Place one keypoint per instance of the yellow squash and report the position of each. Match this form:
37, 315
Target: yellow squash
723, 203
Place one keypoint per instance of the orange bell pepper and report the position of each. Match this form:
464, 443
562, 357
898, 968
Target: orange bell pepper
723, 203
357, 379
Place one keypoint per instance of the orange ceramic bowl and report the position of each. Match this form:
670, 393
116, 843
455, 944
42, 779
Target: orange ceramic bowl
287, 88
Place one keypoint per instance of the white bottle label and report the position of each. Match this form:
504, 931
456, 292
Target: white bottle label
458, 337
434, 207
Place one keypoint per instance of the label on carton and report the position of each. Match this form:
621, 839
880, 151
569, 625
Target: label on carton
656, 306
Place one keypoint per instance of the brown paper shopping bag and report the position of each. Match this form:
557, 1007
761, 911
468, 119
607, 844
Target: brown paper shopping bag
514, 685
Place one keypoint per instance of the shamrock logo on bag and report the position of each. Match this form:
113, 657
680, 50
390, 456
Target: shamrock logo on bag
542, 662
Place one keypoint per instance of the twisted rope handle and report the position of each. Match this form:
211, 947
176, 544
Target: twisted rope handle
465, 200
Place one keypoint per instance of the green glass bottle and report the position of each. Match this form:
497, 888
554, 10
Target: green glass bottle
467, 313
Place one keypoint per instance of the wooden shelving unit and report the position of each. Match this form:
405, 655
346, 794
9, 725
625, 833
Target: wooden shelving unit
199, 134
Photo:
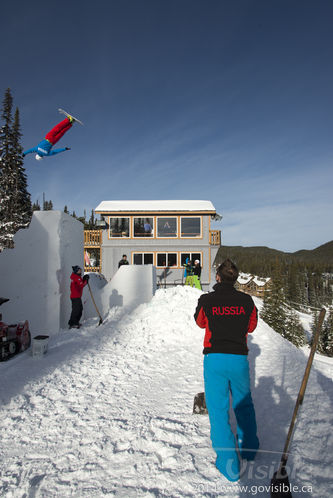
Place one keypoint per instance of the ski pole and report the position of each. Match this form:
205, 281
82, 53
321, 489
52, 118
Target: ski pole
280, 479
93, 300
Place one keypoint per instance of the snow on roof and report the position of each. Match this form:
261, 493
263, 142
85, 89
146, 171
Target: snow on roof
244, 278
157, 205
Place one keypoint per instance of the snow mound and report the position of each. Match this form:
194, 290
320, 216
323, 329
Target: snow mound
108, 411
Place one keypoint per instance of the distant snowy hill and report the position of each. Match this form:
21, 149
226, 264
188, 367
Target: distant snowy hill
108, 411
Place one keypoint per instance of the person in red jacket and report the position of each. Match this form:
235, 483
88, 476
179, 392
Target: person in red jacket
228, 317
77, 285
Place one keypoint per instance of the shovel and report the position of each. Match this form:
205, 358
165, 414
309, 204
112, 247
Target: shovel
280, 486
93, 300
● ● ● ●
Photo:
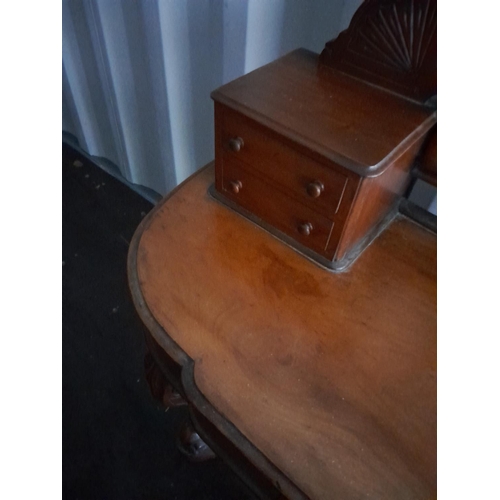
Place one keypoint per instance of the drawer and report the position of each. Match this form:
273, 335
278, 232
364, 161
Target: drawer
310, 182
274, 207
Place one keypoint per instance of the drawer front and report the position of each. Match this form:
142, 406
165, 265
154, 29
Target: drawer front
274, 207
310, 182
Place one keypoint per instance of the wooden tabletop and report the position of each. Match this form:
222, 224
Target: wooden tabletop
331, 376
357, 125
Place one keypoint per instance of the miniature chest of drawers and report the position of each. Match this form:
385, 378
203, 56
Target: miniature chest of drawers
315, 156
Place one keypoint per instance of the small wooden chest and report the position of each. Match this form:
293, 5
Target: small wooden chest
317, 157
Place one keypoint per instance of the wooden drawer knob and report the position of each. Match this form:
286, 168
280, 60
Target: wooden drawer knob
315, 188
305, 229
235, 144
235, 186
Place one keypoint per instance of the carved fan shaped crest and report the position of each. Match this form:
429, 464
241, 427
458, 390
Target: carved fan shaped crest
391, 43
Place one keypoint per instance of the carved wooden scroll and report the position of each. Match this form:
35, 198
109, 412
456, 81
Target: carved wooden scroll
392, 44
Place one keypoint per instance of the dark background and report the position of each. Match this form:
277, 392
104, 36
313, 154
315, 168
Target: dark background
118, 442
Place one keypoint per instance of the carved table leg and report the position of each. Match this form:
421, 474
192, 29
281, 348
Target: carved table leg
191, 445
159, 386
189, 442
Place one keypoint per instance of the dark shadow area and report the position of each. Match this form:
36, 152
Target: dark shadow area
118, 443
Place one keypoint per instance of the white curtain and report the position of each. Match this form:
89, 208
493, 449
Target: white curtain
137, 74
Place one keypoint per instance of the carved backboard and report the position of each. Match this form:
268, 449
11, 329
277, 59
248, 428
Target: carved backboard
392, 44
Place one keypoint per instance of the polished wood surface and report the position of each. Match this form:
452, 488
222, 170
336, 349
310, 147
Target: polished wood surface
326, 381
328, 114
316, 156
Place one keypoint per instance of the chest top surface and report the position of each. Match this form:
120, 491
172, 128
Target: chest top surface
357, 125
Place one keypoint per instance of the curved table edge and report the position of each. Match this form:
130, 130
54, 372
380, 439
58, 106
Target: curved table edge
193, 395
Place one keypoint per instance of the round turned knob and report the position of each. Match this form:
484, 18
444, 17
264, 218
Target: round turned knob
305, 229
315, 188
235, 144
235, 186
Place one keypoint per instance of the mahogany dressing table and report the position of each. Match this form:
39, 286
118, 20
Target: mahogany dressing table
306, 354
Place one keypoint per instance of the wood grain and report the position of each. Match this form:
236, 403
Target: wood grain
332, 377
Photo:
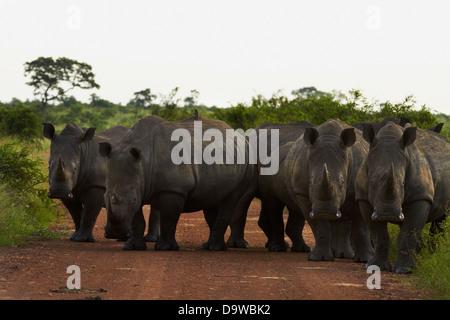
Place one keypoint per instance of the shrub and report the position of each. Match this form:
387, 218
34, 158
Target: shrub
● ● ● ●
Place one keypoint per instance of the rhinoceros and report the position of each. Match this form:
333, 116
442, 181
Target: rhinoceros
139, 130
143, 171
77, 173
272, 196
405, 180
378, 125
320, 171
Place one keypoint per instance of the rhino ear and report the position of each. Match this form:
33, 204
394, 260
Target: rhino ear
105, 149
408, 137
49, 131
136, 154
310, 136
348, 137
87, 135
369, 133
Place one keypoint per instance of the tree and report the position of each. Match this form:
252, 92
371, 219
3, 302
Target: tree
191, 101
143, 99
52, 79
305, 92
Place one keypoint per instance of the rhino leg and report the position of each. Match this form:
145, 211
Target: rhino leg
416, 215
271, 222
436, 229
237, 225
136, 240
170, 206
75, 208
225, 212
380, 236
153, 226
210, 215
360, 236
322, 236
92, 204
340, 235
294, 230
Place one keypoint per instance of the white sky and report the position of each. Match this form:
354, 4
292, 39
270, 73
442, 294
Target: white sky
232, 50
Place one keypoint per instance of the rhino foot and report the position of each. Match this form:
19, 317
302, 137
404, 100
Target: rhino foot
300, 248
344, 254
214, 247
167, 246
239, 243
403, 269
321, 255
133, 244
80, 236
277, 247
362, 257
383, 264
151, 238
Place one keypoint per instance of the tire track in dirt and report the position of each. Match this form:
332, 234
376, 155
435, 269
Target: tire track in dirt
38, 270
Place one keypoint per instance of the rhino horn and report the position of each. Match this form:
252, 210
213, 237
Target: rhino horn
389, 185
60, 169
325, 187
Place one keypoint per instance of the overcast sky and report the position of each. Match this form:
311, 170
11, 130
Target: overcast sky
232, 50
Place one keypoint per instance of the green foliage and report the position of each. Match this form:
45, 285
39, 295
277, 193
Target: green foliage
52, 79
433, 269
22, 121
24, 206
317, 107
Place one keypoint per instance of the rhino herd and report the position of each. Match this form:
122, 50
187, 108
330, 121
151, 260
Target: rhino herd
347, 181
● ● ● ●
EXERCISE OBJECTIVE:
Could you copy each line of the material that holds "shrub"?

YOUR RESPONSE:
Place one keypoint per instance of the shrub and report the position of each. Match this form:
Target: shrub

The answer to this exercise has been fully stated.